■ Directive:
Convert the listing below into a numbered list with one line per item, omitting any blank lines and leaving out the picture.

[Shape labeling listing]

=-=-=

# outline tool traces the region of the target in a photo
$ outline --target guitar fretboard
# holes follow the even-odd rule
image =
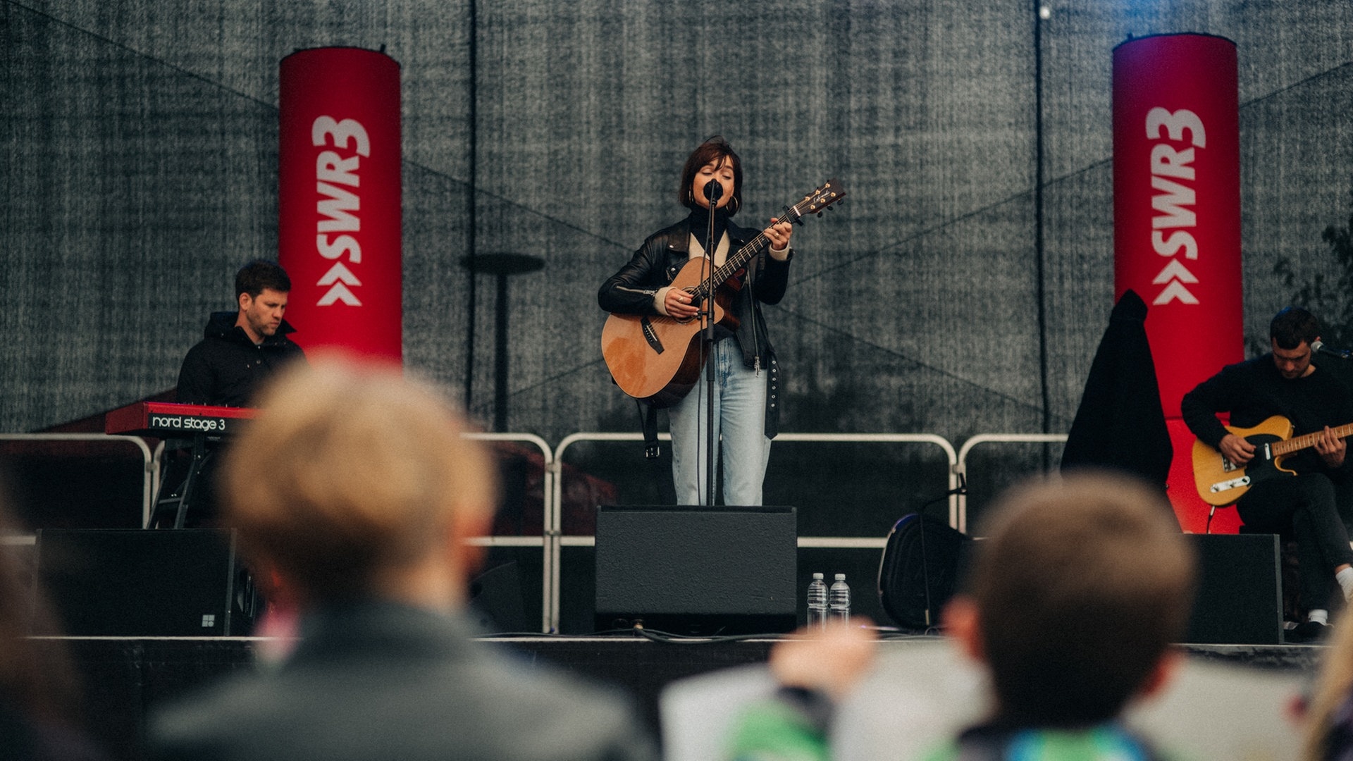
[[[1344,439],[1346,436],[1353,436],[1353,422],[1348,425],[1339,425],[1338,428],[1330,428],[1335,436]],[[1306,433],[1304,436],[1295,436],[1285,441],[1273,443],[1273,455],[1289,455],[1292,452],[1299,452],[1308,447],[1314,447],[1316,441],[1321,440],[1323,431],[1316,431],[1315,433]]]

=-=-=

■ The solution:
1. # outline tool traces the region of the target in a photo
2. $ outline --target guitar fretboard
3. # holes follow the even-odd rule
4. image =
5. [[[1344,439],[1346,436],[1353,436],[1353,422],[1348,425],[1339,425],[1338,428],[1330,428],[1335,436]],[[1306,433],[1304,436],[1295,436],[1285,441],[1273,443],[1273,455],[1289,455],[1292,452],[1299,452],[1308,447],[1314,447],[1316,441],[1321,440],[1323,431],[1316,431],[1315,433]]]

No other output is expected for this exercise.